- EXTRACT:
September 2018 Release of Adobe XD: Responsive Resize, Timed Transitions, and More

Adobe XD symbol

September brings an exciting update to Adobe XD, as we’re now releasing new tools to help you easily design for multiple devices at different screen sizes, and introducing timed transition elements to add an extra realisms to your prototypes. With Responsive Resize, you’re able to resize your design canvas and the elements on it (when creating a design for both an iPhone and an iPad, for example), while keeping the placement and scale of your design in place. Meanwhile, new Timed Transitions will allow you to simulate the effects of loading states, looping animations, and more. Add to that a new and improved full-screen viewing experience (and the always popular addition of spell check), and XD has never been more powerful for designers who need to easily create prototypes that are as effective as they are easy to create.

New to XD: Responsive Resize

We live in a world where designing for multiple devices is not only important, it’s essential. Adobe XD has now added a Responsive Resize feature that allows you to resize groups of objects while keeping their placement and scalability. All you have to do is resize the group right there on the design canvas, and XD will keep the relative spacing in place.

“When building new components, to add to our ever-growing library, our team must account for devices of all sizes starting from the truly early stages of ideation,” said Greg Pilawa, UX/UI design manager for Wyndham Hotels and Resorts. “XD’s new responsive resize feature gives us the power to rapidly conceive, design, and test across multiple devices without having to rebuild each component from scratch or adjust every element individually. This will undoubtedly allow us to build more, faster.” Check out responsive resize in the video below.

While XD will do its best to recreate the placement of your elements on a larger or smaller canvas as you resize them, you can also switch to manual mode to edit constraints manually for more control. This way you’ll be able to control the exact scalability of an object’s height and width, along with its alignment within the group.

Rows excerpted from a collection:

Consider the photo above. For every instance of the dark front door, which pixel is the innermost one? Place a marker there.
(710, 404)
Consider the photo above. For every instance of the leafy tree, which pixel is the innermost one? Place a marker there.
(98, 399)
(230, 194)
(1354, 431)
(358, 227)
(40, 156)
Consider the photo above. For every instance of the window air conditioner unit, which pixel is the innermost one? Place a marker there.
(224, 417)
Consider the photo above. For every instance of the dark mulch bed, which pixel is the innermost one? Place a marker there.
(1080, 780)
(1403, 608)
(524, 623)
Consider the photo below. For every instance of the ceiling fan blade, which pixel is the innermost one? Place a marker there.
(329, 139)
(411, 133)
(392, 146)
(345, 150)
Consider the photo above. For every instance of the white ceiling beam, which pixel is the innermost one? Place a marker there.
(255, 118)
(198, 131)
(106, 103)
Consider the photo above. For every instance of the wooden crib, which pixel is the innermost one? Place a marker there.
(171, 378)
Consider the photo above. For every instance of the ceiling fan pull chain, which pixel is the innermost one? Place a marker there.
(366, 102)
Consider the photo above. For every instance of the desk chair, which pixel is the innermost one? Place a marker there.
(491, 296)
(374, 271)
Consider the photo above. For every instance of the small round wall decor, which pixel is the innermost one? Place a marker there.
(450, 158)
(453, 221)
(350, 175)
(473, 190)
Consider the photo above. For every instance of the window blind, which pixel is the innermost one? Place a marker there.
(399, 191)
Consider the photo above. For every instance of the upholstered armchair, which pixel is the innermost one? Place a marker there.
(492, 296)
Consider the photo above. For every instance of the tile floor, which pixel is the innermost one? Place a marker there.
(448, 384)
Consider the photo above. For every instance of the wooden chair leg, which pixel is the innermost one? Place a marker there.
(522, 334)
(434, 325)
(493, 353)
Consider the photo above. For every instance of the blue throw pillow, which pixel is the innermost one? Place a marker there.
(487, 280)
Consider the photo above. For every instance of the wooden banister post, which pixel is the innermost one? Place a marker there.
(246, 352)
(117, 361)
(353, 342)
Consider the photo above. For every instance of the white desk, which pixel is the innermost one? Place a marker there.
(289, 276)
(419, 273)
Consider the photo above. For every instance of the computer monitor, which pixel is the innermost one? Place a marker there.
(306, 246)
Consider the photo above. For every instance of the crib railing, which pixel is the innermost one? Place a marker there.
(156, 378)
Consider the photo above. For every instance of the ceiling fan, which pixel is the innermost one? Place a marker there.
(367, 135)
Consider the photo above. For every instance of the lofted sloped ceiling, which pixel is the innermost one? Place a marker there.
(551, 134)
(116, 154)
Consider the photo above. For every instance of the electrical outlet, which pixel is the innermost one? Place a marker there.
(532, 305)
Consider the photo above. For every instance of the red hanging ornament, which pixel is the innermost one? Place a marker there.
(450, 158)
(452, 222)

- EXERCISE GOAL: Write the next part of the Adobe XD release text, picking up right after the paragraph on switching to manual mode to edit constraints.

- WRITTEN ANSWER:
There are many ways Responsive Resize can be used to speed up the process of designing for multiple devices, including the ability to pin a button or icon to a corner, fix elements to the edges of your design, and fix the padding of a design to keep an icon’s size and position intact.

New to XD: Timed Transitions

With the addition of time as a new trigger, you can now transition between artboards based on a specific delay. This is helpful while prototyping onboarding or decision flows. You’ll be able to create looping animations using delays for auto-fade effects, spinners, loaders, progress bars, and more.

When creating a transition between two artboards in Prototype mode, you’re now able to select Time instead of Tap as your trigger, and you can define how long you want your delay to be and the transition you want it to take. XD will save your attributes from that same screen and offer them as the default on further screens. Watch the video below to see Timed Transitions in action, and see how they can be used to simulate an onboarding experience in an app.

New to XD: Spell Check

Now, the great lifesaver of digital copywriting is officially part of Adobe XD. Spell check is integrated in XD, meaning you’ll have access to real-time spell checking directly on the design canvas. All you have to do is enable spell check in XD (it’ll be on by default), and once you select text in your design, you’ll see any potential spelling errors right there. Check out what spell check looks like in Adobe XD in the video below.

Of course, you’ll be able to access a list of suggestions for any potentially misspelled words, and, to save you time, XD will suggest spellings of any words you’ve possibly misspelled as you’re typing them. There are also grammatical suggestions, as well.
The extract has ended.